Yapılacak iş:
İçinde "Note: identify the sweater zipper" geçen satırdan başlayıp satırların sonuna kadar her şeyi yeniden yaz. Bu kısımda "red beard" yerine "orange beard" koy, başka hiçbir şeyi değiştirme.

::: Verilen satırlar

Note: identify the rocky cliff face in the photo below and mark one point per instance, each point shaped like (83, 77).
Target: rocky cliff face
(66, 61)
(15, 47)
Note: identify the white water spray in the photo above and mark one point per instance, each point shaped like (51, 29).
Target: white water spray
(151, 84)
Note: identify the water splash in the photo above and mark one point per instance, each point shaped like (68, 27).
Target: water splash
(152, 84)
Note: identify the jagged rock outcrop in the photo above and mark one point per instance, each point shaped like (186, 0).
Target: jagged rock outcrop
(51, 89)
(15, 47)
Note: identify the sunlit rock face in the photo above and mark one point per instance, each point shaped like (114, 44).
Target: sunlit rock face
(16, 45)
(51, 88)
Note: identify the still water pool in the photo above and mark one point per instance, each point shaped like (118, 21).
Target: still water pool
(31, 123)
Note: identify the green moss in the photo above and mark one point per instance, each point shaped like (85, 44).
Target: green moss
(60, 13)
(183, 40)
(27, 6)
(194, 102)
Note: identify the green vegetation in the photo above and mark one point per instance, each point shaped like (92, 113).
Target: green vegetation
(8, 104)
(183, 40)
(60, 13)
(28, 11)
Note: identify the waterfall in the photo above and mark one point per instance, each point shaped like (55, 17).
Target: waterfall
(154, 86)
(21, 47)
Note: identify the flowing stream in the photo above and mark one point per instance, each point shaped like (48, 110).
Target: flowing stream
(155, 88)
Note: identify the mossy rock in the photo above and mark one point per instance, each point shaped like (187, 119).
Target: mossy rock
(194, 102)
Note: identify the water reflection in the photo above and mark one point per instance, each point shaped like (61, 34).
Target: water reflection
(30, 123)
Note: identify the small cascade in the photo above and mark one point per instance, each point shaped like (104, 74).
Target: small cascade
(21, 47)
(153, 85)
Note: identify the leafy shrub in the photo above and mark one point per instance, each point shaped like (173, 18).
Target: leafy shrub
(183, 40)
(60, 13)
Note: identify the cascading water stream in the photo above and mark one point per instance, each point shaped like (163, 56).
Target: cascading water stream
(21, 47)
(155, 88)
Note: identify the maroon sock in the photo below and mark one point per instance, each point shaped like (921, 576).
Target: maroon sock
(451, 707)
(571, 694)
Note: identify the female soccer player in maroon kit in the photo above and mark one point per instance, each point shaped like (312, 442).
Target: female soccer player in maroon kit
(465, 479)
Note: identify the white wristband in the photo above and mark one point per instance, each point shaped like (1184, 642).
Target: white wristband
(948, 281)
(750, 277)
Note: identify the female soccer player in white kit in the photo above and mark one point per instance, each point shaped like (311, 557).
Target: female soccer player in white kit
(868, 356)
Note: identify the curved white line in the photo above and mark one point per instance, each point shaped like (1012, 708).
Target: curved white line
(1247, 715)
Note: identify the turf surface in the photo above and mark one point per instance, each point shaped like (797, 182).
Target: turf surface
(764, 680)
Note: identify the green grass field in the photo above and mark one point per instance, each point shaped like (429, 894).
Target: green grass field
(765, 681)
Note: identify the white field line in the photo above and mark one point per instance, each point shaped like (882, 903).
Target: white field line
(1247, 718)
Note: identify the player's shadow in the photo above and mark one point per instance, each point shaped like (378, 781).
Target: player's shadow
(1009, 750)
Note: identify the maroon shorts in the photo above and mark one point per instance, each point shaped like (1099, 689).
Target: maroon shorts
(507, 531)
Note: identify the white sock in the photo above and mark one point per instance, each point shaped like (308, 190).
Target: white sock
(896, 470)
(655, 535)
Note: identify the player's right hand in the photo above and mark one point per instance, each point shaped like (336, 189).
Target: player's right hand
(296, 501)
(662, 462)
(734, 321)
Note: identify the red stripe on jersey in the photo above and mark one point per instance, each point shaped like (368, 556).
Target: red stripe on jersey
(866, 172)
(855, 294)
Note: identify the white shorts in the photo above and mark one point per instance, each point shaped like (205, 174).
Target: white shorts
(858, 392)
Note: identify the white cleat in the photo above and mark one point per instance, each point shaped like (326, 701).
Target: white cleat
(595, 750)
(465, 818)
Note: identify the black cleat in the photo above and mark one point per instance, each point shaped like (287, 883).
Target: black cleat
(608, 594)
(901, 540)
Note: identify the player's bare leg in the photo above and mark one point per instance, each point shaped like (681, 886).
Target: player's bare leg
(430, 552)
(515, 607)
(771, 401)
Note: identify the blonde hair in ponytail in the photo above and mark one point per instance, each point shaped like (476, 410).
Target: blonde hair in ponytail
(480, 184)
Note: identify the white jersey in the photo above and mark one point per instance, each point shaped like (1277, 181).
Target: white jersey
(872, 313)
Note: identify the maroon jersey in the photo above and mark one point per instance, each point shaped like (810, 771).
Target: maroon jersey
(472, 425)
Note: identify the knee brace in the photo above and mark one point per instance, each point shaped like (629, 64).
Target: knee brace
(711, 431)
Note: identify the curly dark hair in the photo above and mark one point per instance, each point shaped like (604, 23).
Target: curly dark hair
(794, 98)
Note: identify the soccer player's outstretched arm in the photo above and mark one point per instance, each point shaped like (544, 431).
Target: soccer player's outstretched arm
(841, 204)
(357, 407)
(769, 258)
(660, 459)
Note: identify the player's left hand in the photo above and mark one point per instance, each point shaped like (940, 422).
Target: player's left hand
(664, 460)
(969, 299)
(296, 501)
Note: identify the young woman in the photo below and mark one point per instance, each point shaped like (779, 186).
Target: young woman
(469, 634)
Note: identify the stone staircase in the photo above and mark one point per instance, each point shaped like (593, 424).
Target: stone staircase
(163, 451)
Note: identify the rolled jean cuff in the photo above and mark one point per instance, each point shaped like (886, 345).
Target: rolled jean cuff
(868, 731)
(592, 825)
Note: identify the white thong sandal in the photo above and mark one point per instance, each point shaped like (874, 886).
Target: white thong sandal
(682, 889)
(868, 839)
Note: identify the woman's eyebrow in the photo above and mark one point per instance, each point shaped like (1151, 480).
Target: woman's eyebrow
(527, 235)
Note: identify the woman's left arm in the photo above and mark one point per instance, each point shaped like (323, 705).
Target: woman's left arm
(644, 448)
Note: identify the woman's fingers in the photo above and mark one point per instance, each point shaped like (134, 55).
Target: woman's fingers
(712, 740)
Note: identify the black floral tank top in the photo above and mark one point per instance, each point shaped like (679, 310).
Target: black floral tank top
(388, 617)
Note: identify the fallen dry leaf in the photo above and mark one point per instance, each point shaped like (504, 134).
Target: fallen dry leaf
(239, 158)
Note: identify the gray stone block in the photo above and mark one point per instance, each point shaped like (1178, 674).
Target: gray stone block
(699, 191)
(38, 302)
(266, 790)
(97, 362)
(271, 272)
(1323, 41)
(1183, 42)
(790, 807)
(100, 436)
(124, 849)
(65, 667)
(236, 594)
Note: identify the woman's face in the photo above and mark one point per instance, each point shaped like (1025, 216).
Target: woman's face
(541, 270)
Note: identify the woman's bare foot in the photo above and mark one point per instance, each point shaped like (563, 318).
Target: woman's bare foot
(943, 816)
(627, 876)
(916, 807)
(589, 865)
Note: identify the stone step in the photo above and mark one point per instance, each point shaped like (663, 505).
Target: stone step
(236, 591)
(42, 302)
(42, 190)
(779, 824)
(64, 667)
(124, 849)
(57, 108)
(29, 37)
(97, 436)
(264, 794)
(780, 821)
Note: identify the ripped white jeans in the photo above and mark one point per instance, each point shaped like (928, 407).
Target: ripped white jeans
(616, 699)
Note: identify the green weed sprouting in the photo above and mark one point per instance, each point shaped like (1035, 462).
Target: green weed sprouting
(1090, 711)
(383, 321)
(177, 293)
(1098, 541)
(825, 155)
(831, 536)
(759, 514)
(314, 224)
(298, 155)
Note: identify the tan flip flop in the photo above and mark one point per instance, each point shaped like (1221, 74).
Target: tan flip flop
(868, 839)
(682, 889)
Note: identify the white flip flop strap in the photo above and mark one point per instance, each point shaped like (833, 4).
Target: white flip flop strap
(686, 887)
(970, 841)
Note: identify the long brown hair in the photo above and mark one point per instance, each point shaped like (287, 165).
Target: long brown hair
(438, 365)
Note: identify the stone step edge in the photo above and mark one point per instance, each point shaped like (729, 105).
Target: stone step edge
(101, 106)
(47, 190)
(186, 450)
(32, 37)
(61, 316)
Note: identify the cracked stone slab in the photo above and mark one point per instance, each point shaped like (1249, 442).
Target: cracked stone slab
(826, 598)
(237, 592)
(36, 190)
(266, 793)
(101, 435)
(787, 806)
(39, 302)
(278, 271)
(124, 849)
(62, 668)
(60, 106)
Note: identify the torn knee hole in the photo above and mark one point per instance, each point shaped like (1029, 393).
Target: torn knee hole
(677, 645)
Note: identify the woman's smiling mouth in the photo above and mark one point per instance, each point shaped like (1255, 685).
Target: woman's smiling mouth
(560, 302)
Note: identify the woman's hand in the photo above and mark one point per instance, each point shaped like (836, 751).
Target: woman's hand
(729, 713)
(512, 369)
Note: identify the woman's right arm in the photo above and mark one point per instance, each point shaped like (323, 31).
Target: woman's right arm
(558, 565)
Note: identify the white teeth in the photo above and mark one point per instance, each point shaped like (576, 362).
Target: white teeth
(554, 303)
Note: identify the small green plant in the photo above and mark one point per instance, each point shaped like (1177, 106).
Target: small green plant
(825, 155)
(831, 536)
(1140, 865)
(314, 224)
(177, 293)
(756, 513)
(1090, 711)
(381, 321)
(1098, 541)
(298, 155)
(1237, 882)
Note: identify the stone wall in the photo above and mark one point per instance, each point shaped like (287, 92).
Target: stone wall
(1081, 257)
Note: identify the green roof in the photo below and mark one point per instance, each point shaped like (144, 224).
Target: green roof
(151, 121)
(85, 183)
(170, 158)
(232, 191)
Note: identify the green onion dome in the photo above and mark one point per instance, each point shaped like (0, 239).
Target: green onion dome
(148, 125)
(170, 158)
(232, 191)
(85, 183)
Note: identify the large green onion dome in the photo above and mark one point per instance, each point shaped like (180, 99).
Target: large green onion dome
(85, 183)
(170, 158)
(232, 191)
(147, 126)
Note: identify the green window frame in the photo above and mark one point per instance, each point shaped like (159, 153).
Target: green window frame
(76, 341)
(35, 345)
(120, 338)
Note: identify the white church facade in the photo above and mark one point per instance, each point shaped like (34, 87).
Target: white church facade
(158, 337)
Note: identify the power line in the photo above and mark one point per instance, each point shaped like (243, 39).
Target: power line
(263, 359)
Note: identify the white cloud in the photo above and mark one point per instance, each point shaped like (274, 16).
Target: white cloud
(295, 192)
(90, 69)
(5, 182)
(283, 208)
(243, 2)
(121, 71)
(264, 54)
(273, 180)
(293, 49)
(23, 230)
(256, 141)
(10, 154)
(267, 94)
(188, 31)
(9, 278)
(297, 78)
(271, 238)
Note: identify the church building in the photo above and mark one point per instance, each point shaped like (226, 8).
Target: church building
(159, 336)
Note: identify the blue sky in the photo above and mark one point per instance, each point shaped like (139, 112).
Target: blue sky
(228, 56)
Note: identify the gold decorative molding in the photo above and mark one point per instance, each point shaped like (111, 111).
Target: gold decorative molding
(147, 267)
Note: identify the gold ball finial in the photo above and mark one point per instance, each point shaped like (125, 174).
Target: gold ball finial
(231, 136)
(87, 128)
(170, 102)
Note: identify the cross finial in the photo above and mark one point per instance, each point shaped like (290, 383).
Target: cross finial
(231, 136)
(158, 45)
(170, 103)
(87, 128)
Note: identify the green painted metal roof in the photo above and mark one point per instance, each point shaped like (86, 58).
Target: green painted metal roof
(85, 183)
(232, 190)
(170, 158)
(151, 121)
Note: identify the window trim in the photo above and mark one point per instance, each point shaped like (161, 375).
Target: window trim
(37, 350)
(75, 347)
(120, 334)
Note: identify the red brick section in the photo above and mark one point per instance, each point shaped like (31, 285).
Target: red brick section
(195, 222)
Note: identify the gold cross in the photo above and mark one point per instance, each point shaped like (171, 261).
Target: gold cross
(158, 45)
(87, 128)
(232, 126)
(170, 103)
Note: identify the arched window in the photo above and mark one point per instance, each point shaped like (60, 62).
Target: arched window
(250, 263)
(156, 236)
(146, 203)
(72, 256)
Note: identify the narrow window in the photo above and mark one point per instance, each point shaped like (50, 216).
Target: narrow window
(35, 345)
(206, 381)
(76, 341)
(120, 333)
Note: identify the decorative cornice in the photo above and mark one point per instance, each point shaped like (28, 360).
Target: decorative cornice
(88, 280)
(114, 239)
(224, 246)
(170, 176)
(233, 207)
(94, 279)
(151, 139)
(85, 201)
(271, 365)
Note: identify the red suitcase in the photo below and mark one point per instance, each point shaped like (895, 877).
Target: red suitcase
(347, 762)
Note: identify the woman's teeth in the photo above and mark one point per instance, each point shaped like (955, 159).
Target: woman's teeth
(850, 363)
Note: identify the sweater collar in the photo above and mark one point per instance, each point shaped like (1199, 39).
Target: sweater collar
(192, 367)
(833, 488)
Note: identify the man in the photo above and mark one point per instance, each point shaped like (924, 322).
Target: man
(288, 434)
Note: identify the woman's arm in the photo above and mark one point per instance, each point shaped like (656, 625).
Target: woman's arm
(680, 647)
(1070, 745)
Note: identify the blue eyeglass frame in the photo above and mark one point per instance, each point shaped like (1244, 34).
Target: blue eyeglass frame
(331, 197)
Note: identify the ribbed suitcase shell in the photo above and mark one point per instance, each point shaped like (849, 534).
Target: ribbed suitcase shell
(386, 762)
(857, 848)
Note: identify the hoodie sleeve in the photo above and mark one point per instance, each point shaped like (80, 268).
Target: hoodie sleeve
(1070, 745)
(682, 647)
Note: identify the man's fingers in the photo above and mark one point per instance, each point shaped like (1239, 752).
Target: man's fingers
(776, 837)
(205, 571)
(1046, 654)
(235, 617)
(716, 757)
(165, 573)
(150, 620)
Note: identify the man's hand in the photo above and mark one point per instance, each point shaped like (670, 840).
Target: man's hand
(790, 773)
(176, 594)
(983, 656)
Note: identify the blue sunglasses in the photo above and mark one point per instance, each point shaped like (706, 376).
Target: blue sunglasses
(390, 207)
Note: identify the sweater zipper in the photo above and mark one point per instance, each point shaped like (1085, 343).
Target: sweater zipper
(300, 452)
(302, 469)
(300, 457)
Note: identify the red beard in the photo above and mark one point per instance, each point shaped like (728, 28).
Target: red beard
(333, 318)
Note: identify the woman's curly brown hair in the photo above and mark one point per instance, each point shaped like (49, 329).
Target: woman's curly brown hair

::::::

Çözüm:
Note: identify the sweater zipper in the photo above and mark one point per instance, each point shaped like (1085, 343).
Target: sweater zipper
(300, 452)
(302, 469)
(300, 457)
Note: identify the orange beard in the photo above and mark one point per instance, each point shaped like (728, 28).
Target: orange beard
(333, 318)
Note: identify the woman's curly brown hair in the photo above and mark one point per instance, each point shaped like (49, 329).
Target: woman's curly brown hair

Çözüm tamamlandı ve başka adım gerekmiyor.